--- DATA EXTRACT ---
────────────────
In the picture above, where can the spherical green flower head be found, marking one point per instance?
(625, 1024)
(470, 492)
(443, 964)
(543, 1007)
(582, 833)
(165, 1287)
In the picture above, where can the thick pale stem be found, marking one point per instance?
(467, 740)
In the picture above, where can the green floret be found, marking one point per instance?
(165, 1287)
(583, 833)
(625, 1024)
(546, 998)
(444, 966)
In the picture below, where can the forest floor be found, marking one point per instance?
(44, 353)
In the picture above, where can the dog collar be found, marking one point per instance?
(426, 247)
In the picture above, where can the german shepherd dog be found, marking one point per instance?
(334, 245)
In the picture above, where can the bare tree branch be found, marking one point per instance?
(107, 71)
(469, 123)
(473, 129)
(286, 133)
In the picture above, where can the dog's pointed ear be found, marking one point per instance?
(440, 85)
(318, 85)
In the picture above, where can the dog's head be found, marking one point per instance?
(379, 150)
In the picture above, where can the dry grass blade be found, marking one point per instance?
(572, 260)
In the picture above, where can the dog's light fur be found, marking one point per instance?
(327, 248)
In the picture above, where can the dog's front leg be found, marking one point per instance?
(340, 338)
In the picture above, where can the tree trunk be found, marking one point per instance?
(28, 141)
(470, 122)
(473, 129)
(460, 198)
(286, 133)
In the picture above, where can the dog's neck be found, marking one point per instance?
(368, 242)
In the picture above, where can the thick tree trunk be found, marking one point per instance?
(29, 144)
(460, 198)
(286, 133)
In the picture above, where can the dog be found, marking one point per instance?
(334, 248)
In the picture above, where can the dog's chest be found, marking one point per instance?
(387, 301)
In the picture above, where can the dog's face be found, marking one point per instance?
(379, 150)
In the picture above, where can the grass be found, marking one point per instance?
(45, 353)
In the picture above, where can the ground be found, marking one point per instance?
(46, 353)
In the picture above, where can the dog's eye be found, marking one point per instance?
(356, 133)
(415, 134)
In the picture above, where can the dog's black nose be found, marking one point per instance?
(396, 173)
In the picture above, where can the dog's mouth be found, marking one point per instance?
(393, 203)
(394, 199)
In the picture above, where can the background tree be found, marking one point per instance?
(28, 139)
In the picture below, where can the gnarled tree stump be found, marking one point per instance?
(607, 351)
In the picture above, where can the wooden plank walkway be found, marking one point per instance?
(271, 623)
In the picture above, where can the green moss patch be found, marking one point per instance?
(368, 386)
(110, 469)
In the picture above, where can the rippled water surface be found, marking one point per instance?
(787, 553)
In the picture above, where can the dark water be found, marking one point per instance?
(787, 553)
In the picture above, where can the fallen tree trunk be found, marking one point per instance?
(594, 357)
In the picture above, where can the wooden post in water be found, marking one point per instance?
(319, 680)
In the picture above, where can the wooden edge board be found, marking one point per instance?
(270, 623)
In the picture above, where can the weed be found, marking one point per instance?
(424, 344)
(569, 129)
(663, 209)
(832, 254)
────────────────
--- TASK DESCRIPTION ---
Print, exactly as they appear above, the lines running from the one with "In the picture above, where can the dark" through the final line.

--- WRITTEN REPLY ---
In the picture above, where can the dark water be found, marking one point per instance?
(787, 553)
In the picture above, where can the fallen tree trunk be found, marking one point per instance?
(594, 357)
In the picture above, where can the wooden post in water be found, marking one point per instance?
(319, 680)
In the picture above, where can the wooden edge board be found, marking one point per instance?
(270, 623)
In the picture above, where can the weed be found, marking one point per instance?
(424, 344)
(569, 129)
(663, 209)
(832, 254)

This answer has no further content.